*About this exercise:* An exact copy of the data below is required; return it in full.

Records drawn from a dataset
>>>
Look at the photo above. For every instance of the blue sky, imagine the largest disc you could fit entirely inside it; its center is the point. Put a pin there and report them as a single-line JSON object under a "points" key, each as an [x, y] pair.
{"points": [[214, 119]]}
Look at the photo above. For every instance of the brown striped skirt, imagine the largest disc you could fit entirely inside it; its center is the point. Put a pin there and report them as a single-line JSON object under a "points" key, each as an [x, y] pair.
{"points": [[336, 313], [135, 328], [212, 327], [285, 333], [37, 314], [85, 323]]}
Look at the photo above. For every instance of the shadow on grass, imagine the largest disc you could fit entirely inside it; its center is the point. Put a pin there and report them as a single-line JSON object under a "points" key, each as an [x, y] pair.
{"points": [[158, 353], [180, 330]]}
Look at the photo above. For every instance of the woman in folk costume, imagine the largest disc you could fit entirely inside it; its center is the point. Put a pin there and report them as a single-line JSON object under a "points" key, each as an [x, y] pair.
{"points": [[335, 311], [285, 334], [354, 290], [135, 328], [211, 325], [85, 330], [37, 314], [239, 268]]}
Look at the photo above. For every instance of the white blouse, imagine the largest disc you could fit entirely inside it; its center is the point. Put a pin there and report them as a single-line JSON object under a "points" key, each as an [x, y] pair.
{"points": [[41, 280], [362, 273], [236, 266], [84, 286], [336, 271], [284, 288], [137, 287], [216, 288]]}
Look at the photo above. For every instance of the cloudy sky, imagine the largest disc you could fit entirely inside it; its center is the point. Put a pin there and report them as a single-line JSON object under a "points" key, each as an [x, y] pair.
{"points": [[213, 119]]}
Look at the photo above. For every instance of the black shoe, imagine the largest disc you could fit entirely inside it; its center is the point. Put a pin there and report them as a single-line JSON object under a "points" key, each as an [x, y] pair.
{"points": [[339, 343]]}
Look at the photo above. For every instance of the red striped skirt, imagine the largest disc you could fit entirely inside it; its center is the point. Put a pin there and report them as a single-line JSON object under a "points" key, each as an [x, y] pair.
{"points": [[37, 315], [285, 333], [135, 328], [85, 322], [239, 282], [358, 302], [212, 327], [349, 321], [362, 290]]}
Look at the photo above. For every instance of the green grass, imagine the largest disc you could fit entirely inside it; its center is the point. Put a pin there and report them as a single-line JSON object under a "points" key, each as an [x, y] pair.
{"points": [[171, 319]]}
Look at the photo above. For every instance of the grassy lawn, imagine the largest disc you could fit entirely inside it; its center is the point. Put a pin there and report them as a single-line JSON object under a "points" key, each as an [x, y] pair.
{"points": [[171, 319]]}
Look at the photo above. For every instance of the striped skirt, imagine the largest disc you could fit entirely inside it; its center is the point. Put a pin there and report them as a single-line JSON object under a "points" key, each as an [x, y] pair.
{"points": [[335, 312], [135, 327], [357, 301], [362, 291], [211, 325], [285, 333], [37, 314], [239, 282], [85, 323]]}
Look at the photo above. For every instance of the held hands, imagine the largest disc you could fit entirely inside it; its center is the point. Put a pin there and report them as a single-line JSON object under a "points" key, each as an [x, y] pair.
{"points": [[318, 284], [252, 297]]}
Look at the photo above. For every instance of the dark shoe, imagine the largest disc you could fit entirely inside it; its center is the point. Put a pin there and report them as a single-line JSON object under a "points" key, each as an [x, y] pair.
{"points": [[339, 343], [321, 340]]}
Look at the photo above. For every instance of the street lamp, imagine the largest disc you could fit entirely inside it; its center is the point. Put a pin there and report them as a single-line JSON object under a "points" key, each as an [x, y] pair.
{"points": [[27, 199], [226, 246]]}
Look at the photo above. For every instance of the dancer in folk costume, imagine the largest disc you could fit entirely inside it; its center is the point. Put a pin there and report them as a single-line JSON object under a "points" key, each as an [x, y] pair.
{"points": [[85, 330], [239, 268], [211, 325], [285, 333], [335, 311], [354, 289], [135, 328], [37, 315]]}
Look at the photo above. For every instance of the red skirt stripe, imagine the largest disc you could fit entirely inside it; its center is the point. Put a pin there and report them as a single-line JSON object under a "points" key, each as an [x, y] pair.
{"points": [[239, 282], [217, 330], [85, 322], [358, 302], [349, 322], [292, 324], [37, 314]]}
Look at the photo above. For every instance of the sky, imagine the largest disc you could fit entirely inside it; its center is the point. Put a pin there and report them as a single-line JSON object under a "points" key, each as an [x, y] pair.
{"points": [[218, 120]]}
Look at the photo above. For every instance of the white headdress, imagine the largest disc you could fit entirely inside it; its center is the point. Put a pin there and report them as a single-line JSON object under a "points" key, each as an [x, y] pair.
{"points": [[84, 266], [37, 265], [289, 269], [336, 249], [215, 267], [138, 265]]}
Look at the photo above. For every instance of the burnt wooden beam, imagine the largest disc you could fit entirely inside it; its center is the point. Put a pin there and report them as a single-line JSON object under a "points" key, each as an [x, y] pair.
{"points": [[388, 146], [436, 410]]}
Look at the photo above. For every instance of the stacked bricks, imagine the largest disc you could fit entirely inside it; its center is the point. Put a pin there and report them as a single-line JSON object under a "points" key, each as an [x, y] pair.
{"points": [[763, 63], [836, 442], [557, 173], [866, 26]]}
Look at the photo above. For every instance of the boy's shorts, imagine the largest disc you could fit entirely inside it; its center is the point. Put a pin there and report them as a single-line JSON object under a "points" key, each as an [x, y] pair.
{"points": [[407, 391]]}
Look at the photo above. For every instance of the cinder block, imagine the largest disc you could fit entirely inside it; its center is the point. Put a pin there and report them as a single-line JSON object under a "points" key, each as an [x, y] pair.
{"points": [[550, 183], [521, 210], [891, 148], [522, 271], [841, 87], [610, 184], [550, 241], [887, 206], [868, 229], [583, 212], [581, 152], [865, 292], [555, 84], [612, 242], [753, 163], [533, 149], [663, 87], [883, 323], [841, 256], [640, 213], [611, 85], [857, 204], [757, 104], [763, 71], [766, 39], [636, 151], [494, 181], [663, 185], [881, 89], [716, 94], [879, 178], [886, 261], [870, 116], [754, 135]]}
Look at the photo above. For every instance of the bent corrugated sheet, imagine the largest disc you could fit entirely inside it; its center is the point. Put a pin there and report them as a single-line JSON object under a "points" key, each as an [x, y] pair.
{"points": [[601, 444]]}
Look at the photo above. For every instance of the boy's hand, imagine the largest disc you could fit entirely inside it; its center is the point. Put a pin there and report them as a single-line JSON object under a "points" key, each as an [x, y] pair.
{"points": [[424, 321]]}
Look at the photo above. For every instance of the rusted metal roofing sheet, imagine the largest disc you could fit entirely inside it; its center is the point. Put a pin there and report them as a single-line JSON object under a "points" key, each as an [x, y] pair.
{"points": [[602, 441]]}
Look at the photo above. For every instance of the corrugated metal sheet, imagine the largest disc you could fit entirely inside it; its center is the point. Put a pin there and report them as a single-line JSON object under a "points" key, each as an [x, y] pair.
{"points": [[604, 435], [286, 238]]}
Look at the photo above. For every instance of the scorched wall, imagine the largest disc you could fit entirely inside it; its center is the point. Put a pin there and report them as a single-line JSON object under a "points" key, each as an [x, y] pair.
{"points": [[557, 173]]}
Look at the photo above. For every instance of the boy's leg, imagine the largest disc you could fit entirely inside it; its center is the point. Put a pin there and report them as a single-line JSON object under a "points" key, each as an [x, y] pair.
<<<
*Output of the exercise:*
Look at the photo above. For every instance of the blue sky, imagine the largest disc you could fit entirely inside it; its center is the point. Put a pin there and report them as a single-line JSON object under a "points" key, each as an [x, y] pair.
{"points": [[214, 119]]}
Look at the photo above. For every instance of the brown striped skirt, imagine the largest disc you could fit entirely inside it; its center is the point. Put a pin there and report them as a single-line JSON object under a "points" key, each as an [x, y] pair.
{"points": [[336, 313], [135, 328], [212, 327], [285, 333], [37, 314], [85, 323]]}
Look at the photo above. For every instance of the shadow on grass, imagine the largest disc you could fit entirely inside it; its center is the point. Put a pin there and report them as a single-line JSON object under a "points" key, each as an [x, y] pair.
{"points": [[158, 353], [180, 330]]}
Look at the photo above. For every instance of the woman in folk costume, imagine the largest disc you could fit entirely inside it; its center is the point. Put a pin there and report them as a single-line JSON object under a "points" key, each as an [x, y] pair.
{"points": [[335, 311], [285, 334], [354, 290], [135, 328], [211, 325], [85, 330], [37, 314], [239, 268]]}
Look at the photo above. For every instance of the white blouse, imagine the largest disc you could fit entirely inside it; its center is the point. Put a pin there and report them as a single-line JSON object under a "points" key, each as an [x, y] pair.
{"points": [[41, 280], [362, 273], [236, 266], [84, 286], [336, 271], [284, 288], [137, 287], [216, 288]]}
Look at the photo above. For every instance of the cloudy sky, imagine the largest disc you could fit entirely inside it; its center is the point. Put a pin there and report them as a single-line JSON object under a "points" key, each as an [x, y] pair.
{"points": [[213, 119]]}
Look at the photo above. For every instance of the black shoe, imagine the largest disc you could fit entirely inside it; its center is the point. Put a pin there and report them as a single-line JSON object under a "points" key, each as an [x, y] pair.
{"points": [[339, 343]]}
Look at the photo above. For every instance of the red striped skirt, imagine the largest disc you could fit entirely inside it; its center is the point. Put a pin there and report them as a single-line JSON object under a "points" key, each as an [x, y] pair.
{"points": [[37, 315], [285, 333], [135, 328], [85, 322], [239, 282], [358, 302], [212, 327], [349, 321], [362, 290]]}
Look at the photo above. For every instance of the green grass, imagine the largest disc you could fit entirely inside it; its center is the point. Put a pin there and report them as a single-line JSON object under a "points" key, each as an [x, y] pair.
{"points": [[171, 319]]}
Look at the photo above. For every instance of the grassy lawn, imagine the largest disc you could fit entirely inside it; its center is the point. Put a pin there and report them as a single-line JSON object under a "points" key, each as an [x, y] pair.
{"points": [[171, 319]]}
Look at the photo above. For every instance of the striped skirt, imagine the largest disc you could fit entirely inside it; its center is the point. Put a pin there and report them as a single-line JSON object under a "points" key, each as an [x, y] pair.
{"points": [[335, 312], [135, 327], [357, 301], [362, 291], [211, 325], [285, 333], [37, 314], [239, 282], [85, 323]]}
Look at the photo above. For every instance of the held hands, imagine the largest disc you could fit entirely inside it; its center is the point. Put a pin there and report them as a single-line JSON object under a "points" key, each as an [x, y] pair.
{"points": [[318, 284], [252, 297]]}
Look at the photo above. For every instance of the dark shoe, imagine the largest disc you could fit entirely inside it; its center is the point. Put a pin there and report them as a single-line JSON object under a "points" key, each as an [x, y] pair.
{"points": [[339, 343], [321, 340]]}
Look at the photo above. For every instance of the street lamp, imagine the largest disc you could fit entirely inside it; its center is the point. Put a pin there and report them as a single-line JSON object under a "points" key, each as an [x, y] pair.
{"points": [[27, 199], [226, 246]]}
Look at the photo above. For every instance of the dancer in folk costume, imagine the largest disc you could fit entirely inside it; its center is the point. Put a pin there and report them as a single-line JSON object under a "points" key, each as an [x, y] pair.
{"points": [[85, 330], [239, 268], [211, 325], [285, 333], [335, 311], [354, 289], [135, 328], [37, 315]]}
Look at the photo above. For every instance of the red skirt stripe, imagine the largest disc you could fit entirely inside it; its center is the point. Put a pin there and report them as a single-line JSON object under a "points" key, each as an [x, y] pair.
{"points": [[239, 282], [217, 330], [85, 322], [358, 302], [349, 322], [292, 324], [37, 314]]}
Look at the photo above. For every instance of the sky, imagine the largest disc you could fit entirely inside it; its center is the point. Put a pin there and report them as a single-line JSON object under a "points" key, each as an [x, y] pair.
{"points": [[218, 120]]}
Look at the photo above. For every instance of the white headdress, imagine the largest disc you could fit entirely inside it; its center is the point. Put a pin there and report them as a single-line JSON object under a "points" key, each as an [x, y] pair.
{"points": [[84, 266], [37, 265], [289, 269], [336, 249], [215, 267], [138, 265]]}
Look at the photo above. For every instance of the burnt wooden beam, imagine the largest disc you could fit entirely inside it; its center is the point. Put a pin there and report them as a single-line JSON object under a "points" key, each as an [x, y] pair.
{"points": [[388, 146], [436, 410]]}
Look at the photo above. For every instance of the stacked bricks, imagine the largest disc you could fit entirely inside it; its center is the point. Put a pin there and report them as a single-line JSON object under a "points" key, each as an [x, y] pair.
{"points": [[763, 63], [836, 442], [557, 173], [866, 26]]}
Look at the photo above. For every instance of the boy's shorts, imagine the largest disc you could fit entirely inside it; its center is the point. Put a pin there and report them as a single-line JSON object under a "points" key, each as an [x, y] pair.
{"points": [[407, 391]]}
Look at the photo above. For every instance of the cinder block, imagine the largest disc you could fit entirely inside it; its center is the point. Put a pin there and report them as a single-line JSON object under a "points" key, each as an [x, y] pair.
{"points": [[550, 183], [521, 210], [891, 148], [522, 271], [841, 87], [610, 184], [550, 241], [887, 206], [868, 229], [583, 212], [581, 152], [865, 292], [555, 84], [612, 242], [753, 163], [533, 149], [663, 87], [883, 323], [841, 256], [640, 213], [611, 85], [857, 204], [757, 104], [763, 71], [766, 39], [636, 151], [494, 181], [663, 185], [881, 89], [716, 94], [879, 178], [886, 261], [870, 116], [754, 135]]}
Look at the photo above. For every instance of the bent corrugated sheet, imagine the largest disc you could fit entirely inside it; its center is the point. Put a pin there and report them as a single-line JSON object under a "points" key, each as an [x, y] pair.
{"points": [[601, 444]]}
Look at the photo above. For every instance of the boy's hand, imagine the largest disc you could fit entirely inside it; its center is the point. Put a pin there and report them as a single-line JSON object under a "points" key, each as an [x, y] pair.
{"points": [[424, 321]]}
Look at the photo above. For every instance of the rusted metal roofing sheet, imagine the largest disc you could fit entirely inside it; its center is the point. Put a pin there and report them as a single-line JSON object under a "points" key, each as an [x, y] pair.
{"points": [[602, 441]]}
Look at the photo above. For every instance of the corrugated metal sheet, imagine the largest disc you could fit entirely inside it; its center is the point. Put a pin there and report them as a single-line JSON object under a "points" key, each as an [x, y] pair.
{"points": [[604, 435], [286, 238]]}
Look at the photo above. For every instance of the scorched wall, imagine the largest disc you could fit entirely inside it; its center is the point. Put a pin there and report them as a single-line JSON object under a "points" key, each as an [x, y] pair.
{"points": [[557, 173]]}
Look at the photo above. For every instance of the boy's leg, imagine the largest disc you could fit entirely inside it; its center is the point. Put a pin there and report them as a single-line JSON object under a "points" key, each as an [x, y] pair.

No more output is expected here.